*** DATA LISTING ***

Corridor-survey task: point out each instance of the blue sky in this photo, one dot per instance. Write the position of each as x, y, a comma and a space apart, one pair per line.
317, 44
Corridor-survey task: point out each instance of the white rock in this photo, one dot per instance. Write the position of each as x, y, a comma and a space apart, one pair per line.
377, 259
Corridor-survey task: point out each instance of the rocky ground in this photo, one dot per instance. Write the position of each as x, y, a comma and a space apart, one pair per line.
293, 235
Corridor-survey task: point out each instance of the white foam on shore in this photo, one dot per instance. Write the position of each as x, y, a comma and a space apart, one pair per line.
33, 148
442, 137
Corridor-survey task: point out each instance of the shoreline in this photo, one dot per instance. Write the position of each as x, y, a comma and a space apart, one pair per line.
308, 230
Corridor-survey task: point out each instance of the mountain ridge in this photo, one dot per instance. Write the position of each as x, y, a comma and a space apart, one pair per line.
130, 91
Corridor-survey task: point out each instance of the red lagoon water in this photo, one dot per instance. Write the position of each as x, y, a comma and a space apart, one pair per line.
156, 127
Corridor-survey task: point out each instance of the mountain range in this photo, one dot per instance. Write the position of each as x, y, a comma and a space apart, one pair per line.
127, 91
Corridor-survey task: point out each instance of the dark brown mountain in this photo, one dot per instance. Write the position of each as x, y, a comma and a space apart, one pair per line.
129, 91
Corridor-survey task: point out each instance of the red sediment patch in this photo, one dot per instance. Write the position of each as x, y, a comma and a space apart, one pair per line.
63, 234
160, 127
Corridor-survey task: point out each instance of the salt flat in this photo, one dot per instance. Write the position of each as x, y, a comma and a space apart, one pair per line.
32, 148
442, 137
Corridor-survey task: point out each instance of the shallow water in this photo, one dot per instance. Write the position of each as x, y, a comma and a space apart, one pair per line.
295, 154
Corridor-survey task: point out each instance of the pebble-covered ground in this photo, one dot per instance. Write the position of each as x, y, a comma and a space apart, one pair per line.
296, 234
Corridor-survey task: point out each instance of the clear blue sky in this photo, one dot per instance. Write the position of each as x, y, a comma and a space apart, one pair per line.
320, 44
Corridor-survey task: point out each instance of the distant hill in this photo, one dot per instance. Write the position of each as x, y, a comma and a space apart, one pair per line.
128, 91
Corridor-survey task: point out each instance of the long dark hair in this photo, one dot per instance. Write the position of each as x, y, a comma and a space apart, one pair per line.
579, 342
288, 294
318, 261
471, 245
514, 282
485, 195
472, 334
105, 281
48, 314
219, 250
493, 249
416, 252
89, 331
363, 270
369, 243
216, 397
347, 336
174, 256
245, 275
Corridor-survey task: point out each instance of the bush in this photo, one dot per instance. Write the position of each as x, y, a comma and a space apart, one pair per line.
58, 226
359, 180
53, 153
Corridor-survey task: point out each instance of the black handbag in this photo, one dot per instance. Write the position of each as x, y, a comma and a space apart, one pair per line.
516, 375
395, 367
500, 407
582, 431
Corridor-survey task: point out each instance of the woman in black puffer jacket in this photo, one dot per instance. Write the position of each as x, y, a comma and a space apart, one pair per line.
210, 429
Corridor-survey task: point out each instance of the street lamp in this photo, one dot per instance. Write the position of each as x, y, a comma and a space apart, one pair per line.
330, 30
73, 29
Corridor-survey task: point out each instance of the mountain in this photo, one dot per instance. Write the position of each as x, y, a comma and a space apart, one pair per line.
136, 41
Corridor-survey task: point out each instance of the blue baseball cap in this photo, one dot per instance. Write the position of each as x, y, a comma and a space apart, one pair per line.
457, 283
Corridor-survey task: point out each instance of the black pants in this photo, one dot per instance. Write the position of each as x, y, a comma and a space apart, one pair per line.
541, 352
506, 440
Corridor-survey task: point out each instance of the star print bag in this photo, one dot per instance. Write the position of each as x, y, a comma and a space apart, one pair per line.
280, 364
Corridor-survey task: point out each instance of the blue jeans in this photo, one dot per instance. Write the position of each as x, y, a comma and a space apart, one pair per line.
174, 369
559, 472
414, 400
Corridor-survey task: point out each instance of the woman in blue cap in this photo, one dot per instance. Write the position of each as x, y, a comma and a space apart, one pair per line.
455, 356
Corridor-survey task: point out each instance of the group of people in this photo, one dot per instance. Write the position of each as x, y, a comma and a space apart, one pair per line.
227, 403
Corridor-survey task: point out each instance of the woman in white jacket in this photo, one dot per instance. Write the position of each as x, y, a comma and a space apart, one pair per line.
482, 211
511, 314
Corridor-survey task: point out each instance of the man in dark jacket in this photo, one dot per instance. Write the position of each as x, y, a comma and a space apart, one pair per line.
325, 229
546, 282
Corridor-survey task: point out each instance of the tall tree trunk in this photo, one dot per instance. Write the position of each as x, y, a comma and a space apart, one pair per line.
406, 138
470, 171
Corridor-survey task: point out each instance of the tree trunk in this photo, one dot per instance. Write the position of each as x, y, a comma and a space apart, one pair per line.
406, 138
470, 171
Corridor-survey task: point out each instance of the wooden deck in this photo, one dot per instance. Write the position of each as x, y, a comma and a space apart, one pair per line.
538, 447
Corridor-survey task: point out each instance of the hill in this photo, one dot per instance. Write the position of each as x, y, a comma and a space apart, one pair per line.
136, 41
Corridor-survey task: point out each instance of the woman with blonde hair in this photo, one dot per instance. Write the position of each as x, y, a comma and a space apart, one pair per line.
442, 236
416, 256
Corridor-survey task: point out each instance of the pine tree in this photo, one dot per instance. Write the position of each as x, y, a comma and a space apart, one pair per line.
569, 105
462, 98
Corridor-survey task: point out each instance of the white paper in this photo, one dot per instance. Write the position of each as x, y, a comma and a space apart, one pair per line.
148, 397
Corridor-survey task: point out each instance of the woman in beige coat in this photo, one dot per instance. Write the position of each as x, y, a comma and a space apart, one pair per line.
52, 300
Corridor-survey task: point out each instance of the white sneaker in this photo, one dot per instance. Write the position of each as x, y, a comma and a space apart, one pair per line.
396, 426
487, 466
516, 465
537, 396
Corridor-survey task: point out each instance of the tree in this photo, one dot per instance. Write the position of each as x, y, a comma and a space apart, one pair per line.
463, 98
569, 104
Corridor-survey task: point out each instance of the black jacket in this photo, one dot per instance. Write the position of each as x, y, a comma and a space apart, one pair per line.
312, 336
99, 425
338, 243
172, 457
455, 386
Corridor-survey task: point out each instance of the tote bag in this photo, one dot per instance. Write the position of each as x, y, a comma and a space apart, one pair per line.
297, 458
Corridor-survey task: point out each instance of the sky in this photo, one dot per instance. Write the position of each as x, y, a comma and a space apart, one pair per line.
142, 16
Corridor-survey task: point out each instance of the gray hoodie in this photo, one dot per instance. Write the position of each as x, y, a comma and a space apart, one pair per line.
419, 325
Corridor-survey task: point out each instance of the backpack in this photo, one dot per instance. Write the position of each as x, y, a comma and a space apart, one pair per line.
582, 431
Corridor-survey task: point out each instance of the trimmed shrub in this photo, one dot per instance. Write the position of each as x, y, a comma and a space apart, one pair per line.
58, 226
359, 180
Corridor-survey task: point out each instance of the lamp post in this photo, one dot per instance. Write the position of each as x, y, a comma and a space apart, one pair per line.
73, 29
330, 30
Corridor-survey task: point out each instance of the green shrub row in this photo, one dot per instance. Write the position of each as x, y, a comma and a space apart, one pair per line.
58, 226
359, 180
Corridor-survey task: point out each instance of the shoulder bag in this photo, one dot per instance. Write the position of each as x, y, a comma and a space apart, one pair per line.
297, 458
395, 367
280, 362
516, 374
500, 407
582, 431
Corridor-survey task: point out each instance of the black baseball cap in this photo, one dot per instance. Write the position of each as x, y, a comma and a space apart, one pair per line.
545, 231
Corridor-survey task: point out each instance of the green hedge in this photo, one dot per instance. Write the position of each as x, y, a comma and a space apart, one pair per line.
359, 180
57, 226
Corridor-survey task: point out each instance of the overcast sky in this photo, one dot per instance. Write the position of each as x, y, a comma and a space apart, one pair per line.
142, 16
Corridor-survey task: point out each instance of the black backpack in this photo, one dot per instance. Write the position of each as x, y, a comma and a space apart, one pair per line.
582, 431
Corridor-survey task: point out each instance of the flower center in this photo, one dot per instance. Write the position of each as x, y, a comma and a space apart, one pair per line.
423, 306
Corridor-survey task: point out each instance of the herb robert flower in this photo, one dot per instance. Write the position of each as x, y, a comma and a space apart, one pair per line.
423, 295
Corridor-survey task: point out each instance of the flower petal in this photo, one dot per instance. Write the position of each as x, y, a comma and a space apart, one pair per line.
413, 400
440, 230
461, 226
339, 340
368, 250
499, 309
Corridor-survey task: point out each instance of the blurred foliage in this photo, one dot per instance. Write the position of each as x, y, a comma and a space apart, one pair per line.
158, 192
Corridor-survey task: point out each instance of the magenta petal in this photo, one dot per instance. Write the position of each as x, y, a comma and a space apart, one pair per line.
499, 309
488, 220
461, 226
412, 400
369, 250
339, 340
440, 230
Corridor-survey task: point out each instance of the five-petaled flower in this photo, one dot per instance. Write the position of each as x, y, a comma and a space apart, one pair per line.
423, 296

***

_WORK ORDER_
Nothing but the lines from the one holding "the flower petal" to the end of the entries should be output, each exactly as it appears.

_SOLUTION_
Corridor-survey task: point out each instance of the flower petal in this photo, one dot per instance. Write the position of each as x, y, a comma and a space apart, one pair per line.
413, 400
440, 230
461, 226
339, 340
368, 250
499, 309
Corridor-survey task: point out each instance of the blurred foliage in this photo, one dot per instance. Write the position of each as x, y, a comma and a space apart, one pair per line.
158, 192
Corridor-survey task: point out each instance of the magenta petal in this photo, one dot per instance. Write the position of each as x, y, a comma and a space apart, one pair per line.
499, 309
488, 220
461, 226
412, 400
369, 250
339, 340
440, 230
Corridor-survey task: point out each instance of the five-petaled flower in this photo, one dot per instance. Write the position of each as x, y, a comma and a space apart, one pair per line.
423, 296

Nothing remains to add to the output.